▶ _TASK LIST_:
**A.** List every family member of the narrator that the essay about becoming a writer mentions.
**B.** Write the next part of the essay about becoming a writer, picking up right after its last sentence.

▶ _DOCUMENT PASSAGE_:

--- BEGIN ---

I was a closet writer, literally, my desk and computer was in a small closet I opened the door pulled out the chair, and there I was in what I thought to be my writing space. I wrote short stories. Once I had finished a story or what I thought was a finished story, I neatly filed it away in a file box on the shelf above me. Oh, I had been writing for years, since the age of five to be exact. The job of eliminating me of such a frivolous waste of time fell upon my mother. Every time she would find my big chief writing tablet and fat pencil, she threw it in the burning barrel. When we would go to see my Aunt Vina, she would send me home with a new supply, Aunt Vina encouraged my imagination. When I would stay with her during summers, I was to have a new story to read each day when she came home from work.

My love of reading through the years introduced me to all manner of authors and styles. Again, Aunt Vina encouraged my reading and writing. If it were not for her, I would not enjoy my retirement years, and then I began to dabble into the art of poetry. I spoke with my son Chuck who is a writer, explaining that I seem to have the ability to write poetry and I loved it. He expressed his belief that maybe this was the direction that I should go. Several published poetry books later I believe that all of my experiences in life found their way upon the blank page in the form of poetry had been depleted.

--- END ---

▶ _LISTED ENTRIES_:
--- BEGIN ---

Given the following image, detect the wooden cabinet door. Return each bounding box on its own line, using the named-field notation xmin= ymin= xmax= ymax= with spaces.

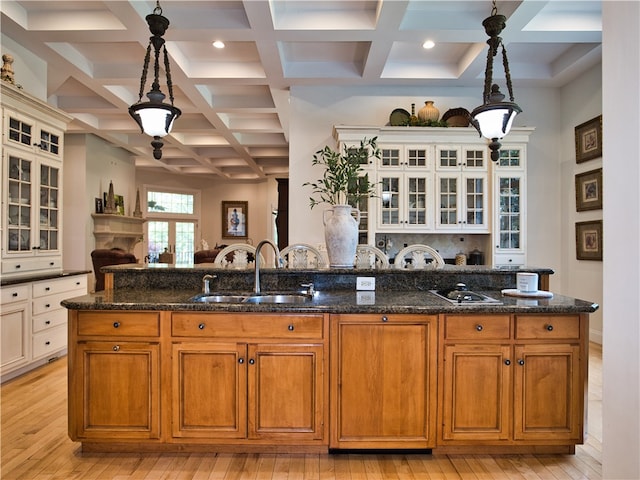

--- END ---
--- BEGIN ---

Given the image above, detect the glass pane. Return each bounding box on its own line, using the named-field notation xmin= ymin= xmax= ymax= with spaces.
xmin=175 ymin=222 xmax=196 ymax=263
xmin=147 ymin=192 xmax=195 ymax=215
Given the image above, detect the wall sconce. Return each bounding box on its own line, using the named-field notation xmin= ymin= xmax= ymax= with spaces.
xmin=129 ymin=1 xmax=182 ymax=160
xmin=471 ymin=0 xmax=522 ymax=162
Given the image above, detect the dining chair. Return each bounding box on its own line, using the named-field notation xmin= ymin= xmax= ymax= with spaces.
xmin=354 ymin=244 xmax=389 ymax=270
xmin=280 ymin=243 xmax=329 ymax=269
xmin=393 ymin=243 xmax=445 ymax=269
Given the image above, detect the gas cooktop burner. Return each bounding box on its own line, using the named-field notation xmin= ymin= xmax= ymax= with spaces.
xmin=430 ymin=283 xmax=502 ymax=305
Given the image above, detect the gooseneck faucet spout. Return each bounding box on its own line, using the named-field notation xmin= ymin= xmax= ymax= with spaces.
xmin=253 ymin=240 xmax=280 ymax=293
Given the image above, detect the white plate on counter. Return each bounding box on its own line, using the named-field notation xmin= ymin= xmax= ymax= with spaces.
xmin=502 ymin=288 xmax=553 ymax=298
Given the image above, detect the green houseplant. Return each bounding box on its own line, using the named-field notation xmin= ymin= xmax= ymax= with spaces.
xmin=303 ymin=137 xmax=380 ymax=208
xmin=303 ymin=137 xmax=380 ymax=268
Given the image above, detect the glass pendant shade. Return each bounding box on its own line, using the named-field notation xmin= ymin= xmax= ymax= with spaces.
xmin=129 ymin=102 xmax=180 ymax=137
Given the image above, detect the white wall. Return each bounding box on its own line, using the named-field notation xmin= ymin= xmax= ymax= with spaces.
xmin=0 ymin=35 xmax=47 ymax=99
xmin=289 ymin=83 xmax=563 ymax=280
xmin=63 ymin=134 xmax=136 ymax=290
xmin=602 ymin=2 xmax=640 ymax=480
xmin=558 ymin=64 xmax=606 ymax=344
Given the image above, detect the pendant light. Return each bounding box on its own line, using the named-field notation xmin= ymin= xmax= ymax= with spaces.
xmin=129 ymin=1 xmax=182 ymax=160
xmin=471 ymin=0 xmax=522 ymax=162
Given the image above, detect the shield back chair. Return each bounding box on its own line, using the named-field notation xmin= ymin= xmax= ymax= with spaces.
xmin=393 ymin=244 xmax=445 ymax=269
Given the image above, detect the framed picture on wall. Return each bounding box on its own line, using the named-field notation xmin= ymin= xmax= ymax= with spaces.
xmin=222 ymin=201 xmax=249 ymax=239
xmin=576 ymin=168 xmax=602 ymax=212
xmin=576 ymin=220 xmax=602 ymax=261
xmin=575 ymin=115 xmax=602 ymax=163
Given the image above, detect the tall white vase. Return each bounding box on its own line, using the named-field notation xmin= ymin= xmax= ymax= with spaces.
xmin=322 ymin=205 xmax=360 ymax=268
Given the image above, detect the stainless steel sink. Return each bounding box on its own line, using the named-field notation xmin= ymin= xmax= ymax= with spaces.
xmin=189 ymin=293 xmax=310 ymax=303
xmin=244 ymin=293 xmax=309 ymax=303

--- END ---
--- BEGIN ---

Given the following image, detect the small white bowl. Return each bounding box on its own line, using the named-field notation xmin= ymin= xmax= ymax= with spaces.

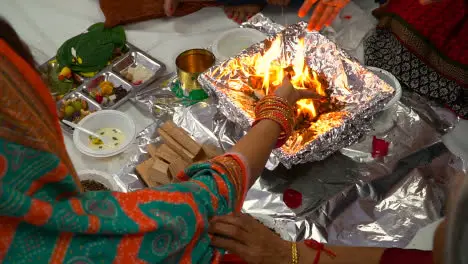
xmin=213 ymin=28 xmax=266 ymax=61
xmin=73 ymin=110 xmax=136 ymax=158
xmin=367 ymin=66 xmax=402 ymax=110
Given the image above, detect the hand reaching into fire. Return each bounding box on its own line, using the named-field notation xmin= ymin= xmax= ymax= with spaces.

--- END ---

▶ _ANSWER SET_:
**A.**
- Mother
- Aunt Vina
- Son Chuck

**B.**
My next adventure was a book containing all of my artwork. When that book was completed and published, I begin the life story of my daughter Charlotte who passed away in 2010. When the grief began to spill over into my daily life where I could no longer control my emotions, I wrote. There were times when I thought that I may never write again, I thought of words but none would meld together to create any serious writing. Then, the book about Charlottes’ life was published. I still believed that my poetry and the well-house from where I gathered words might have dried up. It was then that I published a book of images of my four-legged friend Mason, finally I returned to my favorite writer Anne Lamott who said,” No one cares if you continue to write, so you’d better care, because otherwise you are doomed”.

After a few weeks of idleness, I outlined a family saga. A working title, Generations of heroes and assholes, their secrets and lies. I believe this undertaking of possibly a series of five books or one huge book will fill several years, which along with my blog and family should keep me busy. Along with that, a part of my day will be set aside for painting, reading books, researching, and enjoying the post of my favorite people, those who visit my blog.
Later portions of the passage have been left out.